## TASK GOAL
Answer these about the football piece below:
1. What kind of posts have drawn a lot of attention during the lockdown?
2. How many main ways did the question about pre-Premier League football ask for?
3. Which two teams did the writer begin following, and in what season?

=== PROVIDED TEXT ===

One of the features of the lockdown is that people have begun feeling a little nostalgic. With no actual football to watch (and least in the UK and Ireland), a lot of attention has been paid to “on this day” posts, often in recent weeks relating to Cup Finals or League final days.
One fundamental question I saw asked was how was football pre-Premier League different? The question actually asked for three main ways…
As someone who began following Arsenal and Northern Ireland in 1981/2, my view, complete with a bit of cheating, purely for the fun of it…
Firstly, there are some interesting ways in which the game is not different.

=== DATASET EXTRACT ===

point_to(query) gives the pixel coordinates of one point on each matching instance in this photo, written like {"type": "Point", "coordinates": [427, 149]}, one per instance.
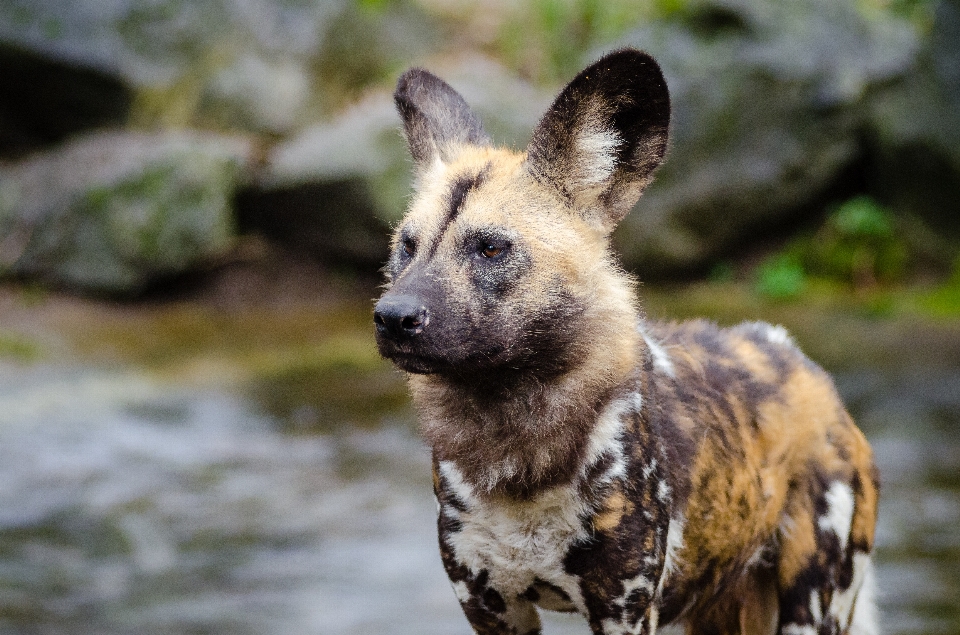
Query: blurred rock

===

## EXERCISE SOLUTION
1. "On this day" posts.
2. Three.
3. Arsenal and Northern Ireland, in 1981/2.